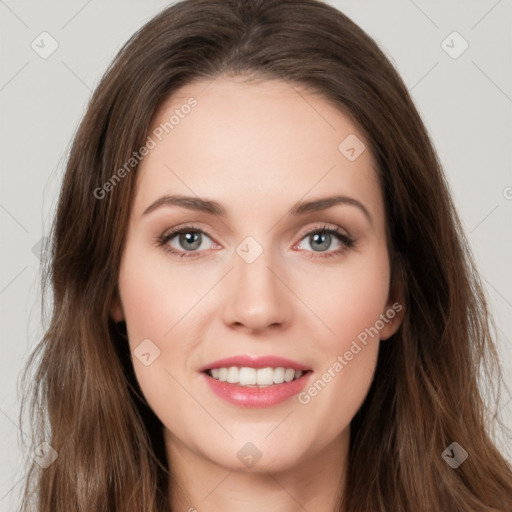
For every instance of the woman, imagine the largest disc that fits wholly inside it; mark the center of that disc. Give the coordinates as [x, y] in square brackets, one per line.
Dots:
[260, 284]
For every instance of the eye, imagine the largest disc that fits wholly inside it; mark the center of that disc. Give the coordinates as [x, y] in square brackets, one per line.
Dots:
[189, 241]
[321, 239]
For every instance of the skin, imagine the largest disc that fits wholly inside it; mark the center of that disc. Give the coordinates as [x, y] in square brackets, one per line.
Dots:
[256, 148]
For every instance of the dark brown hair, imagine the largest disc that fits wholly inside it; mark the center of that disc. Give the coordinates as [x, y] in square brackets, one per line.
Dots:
[85, 399]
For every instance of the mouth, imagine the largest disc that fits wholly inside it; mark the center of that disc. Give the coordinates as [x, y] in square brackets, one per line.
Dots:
[247, 381]
[246, 376]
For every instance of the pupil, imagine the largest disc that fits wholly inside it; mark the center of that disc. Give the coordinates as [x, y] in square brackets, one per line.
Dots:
[324, 240]
[191, 238]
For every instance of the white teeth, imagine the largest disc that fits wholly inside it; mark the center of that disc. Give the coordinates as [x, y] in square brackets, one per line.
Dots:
[289, 375]
[246, 376]
[279, 375]
[233, 374]
[265, 376]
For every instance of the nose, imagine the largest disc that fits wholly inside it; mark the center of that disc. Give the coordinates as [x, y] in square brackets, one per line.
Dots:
[256, 295]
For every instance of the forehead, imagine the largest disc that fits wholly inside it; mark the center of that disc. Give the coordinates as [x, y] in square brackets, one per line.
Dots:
[254, 143]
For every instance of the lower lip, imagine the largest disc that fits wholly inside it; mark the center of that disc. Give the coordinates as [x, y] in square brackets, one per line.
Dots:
[258, 396]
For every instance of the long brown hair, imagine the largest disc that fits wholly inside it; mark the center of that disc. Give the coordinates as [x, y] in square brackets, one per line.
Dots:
[85, 400]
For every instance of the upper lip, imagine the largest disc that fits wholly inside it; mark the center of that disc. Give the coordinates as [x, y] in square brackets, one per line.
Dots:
[255, 362]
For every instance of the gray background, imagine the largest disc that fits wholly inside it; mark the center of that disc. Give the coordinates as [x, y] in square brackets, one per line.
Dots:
[465, 103]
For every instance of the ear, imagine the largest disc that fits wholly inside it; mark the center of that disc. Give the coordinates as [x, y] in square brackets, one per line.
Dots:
[116, 309]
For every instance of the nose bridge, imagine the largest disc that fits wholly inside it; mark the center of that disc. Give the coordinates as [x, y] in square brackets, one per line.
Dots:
[257, 297]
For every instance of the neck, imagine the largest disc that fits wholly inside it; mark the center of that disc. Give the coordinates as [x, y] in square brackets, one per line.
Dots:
[200, 485]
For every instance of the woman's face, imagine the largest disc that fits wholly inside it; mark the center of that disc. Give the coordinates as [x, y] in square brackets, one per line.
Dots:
[256, 277]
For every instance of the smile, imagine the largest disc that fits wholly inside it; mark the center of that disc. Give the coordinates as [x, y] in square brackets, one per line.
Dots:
[247, 381]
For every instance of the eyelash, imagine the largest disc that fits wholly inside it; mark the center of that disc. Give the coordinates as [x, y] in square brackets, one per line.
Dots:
[162, 241]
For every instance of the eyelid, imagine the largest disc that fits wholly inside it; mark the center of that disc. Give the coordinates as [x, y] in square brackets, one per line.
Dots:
[341, 234]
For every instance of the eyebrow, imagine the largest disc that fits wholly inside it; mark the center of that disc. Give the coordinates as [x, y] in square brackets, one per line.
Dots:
[215, 208]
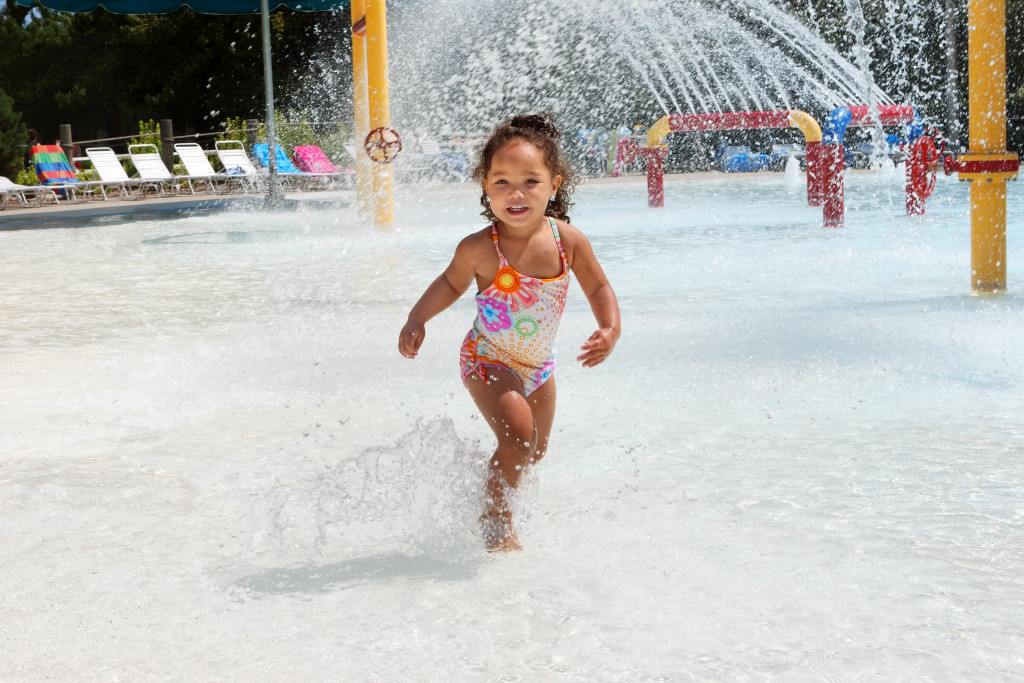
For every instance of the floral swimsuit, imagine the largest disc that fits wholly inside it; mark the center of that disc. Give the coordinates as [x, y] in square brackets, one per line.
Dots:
[516, 323]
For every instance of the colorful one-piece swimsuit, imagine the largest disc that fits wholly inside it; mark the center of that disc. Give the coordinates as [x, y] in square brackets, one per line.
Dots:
[516, 323]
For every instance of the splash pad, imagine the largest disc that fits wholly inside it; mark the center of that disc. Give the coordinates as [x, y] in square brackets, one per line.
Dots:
[805, 465]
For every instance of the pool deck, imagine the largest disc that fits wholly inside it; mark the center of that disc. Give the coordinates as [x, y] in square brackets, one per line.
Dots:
[58, 215]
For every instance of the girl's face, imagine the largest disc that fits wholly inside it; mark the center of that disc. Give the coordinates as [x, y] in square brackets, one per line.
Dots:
[519, 184]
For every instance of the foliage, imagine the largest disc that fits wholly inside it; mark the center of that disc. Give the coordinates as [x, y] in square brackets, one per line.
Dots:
[101, 72]
[13, 134]
[235, 129]
[148, 133]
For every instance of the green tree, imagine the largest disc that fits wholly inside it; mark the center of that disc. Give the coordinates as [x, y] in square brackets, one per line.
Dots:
[13, 134]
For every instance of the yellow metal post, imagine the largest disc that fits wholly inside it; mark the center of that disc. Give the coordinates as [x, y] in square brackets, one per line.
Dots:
[380, 109]
[360, 103]
[987, 157]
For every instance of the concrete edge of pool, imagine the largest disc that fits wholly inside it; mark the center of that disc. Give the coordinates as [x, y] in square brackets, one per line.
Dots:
[16, 218]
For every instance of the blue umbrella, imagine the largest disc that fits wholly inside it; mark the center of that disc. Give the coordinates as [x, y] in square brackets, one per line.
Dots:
[209, 7]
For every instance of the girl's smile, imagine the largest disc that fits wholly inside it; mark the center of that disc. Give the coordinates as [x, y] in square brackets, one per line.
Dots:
[519, 184]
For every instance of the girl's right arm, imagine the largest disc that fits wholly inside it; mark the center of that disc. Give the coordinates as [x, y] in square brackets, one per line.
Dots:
[443, 292]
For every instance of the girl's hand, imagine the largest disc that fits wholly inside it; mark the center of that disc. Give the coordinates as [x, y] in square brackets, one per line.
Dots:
[411, 338]
[598, 347]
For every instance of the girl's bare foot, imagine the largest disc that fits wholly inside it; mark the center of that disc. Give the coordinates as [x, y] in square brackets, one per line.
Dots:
[499, 536]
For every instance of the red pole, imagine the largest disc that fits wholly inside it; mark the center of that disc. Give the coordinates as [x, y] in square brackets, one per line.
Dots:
[833, 187]
[655, 175]
[815, 173]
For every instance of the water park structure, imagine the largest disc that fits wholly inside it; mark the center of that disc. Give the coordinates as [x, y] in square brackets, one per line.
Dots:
[656, 150]
[987, 164]
[827, 186]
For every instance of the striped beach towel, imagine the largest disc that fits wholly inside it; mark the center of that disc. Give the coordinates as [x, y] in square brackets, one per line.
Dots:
[51, 165]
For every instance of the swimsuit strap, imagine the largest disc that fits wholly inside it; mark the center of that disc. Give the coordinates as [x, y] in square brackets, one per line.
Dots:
[501, 257]
[558, 239]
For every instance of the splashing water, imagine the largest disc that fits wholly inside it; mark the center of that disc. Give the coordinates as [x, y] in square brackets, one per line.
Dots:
[609, 61]
[423, 494]
[862, 57]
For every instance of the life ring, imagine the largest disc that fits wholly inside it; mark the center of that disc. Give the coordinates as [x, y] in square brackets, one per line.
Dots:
[628, 150]
[383, 144]
[923, 157]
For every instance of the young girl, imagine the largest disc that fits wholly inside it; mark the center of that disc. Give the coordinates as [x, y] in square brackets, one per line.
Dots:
[520, 264]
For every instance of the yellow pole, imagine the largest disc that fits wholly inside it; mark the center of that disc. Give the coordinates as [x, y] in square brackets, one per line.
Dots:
[987, 147]
[360, 103]
[380, 110]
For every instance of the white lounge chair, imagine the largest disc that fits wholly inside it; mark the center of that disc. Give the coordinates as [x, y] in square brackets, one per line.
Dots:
[112, 174]
[151, 167]
[235, 160]
[199, 168]
[26, 196]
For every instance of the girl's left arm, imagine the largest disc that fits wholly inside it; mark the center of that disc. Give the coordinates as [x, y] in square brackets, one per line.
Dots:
[601, 297]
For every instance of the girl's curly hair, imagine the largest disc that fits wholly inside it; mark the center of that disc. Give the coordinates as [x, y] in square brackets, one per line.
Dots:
[539, 130]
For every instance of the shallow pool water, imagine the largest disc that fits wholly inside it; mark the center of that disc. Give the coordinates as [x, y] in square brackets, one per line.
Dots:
[803, 462]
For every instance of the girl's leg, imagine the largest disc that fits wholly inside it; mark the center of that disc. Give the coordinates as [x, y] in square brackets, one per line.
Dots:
[522, 425]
::::
### [WHAT IS NEEDED]
Look through the data and gather every line with the string "smile" in it.

### [YOUR RESPONSE]
For every instance of the smile, imagine the largest disc that fits wholly inside it; mark the center of that disc. Give the coordinates as [x, y] in square brackets, one per line.
For every instance of the girl's smile, imagine the largest disc that fits wholly inside it; mark the center of that disc. Give the coordinates as [x, y] in square brackets, one per line.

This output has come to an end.